Exercise details: Filter the entries below down to the lines that hold "bush".

(Collected data entries)
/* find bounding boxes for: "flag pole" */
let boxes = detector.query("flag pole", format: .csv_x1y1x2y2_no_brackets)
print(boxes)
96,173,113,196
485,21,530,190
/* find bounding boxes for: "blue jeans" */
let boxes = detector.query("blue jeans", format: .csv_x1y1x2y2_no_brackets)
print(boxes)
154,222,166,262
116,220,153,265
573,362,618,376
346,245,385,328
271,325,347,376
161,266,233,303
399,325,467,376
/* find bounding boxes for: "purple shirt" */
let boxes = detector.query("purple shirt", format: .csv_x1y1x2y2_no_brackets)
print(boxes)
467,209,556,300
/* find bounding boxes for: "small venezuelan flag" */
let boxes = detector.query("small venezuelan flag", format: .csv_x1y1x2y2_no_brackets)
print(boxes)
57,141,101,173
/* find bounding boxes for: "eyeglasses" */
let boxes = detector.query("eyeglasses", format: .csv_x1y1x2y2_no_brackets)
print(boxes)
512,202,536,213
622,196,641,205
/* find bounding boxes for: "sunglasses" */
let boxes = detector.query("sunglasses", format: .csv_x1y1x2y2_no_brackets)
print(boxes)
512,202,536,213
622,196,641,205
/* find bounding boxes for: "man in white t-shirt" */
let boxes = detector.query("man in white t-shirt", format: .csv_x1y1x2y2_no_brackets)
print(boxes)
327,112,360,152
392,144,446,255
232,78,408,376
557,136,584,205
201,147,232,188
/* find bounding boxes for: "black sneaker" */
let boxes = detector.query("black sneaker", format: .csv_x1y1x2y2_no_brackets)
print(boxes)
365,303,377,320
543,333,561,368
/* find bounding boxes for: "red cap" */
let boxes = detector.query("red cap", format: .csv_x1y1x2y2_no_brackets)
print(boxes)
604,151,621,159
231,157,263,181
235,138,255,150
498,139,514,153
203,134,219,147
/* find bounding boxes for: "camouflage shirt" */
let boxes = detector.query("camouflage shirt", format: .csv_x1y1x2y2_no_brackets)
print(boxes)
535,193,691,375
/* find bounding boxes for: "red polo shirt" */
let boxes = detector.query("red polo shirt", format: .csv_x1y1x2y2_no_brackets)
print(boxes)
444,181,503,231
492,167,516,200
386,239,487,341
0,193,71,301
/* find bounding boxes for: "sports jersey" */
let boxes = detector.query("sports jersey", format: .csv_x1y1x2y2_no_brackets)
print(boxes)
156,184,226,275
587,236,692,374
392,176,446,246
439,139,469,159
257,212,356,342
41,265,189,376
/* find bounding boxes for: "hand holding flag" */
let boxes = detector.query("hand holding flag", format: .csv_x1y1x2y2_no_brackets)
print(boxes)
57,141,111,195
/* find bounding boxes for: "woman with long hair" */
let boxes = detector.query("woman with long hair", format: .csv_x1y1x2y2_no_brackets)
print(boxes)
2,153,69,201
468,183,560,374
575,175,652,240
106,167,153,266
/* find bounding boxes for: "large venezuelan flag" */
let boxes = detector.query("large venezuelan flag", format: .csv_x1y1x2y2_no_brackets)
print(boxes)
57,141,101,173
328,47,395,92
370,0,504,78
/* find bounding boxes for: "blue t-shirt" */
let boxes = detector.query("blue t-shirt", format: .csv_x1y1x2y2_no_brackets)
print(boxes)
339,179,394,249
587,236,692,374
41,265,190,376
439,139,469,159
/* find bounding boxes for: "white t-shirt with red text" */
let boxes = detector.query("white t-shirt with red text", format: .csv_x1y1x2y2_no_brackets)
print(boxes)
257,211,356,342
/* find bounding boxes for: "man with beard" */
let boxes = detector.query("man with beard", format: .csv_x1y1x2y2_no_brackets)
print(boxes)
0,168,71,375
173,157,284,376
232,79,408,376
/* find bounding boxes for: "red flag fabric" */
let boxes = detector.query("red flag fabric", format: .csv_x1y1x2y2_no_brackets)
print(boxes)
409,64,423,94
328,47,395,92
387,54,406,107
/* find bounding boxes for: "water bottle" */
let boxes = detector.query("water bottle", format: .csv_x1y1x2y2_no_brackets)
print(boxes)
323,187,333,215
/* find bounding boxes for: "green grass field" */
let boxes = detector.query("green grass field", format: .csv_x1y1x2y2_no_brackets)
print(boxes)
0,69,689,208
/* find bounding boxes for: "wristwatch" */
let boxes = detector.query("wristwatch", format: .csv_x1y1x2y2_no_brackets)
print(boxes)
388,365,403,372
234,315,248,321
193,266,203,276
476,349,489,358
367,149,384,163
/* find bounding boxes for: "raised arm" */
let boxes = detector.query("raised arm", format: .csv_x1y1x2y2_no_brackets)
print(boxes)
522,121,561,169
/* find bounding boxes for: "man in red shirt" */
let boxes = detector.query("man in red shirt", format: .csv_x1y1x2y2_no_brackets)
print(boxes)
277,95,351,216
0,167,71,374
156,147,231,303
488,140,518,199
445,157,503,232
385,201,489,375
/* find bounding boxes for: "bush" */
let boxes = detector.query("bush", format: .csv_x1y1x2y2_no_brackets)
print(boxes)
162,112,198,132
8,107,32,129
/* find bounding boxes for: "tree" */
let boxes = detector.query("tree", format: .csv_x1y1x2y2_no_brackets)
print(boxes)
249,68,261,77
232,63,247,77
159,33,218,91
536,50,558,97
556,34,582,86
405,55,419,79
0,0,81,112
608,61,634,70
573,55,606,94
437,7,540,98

Exercise answer:
/* find bounding boxes for: "bush" */
let boxes = detector.query("bush", format: .csv_x1y1x2y2_no_brackets)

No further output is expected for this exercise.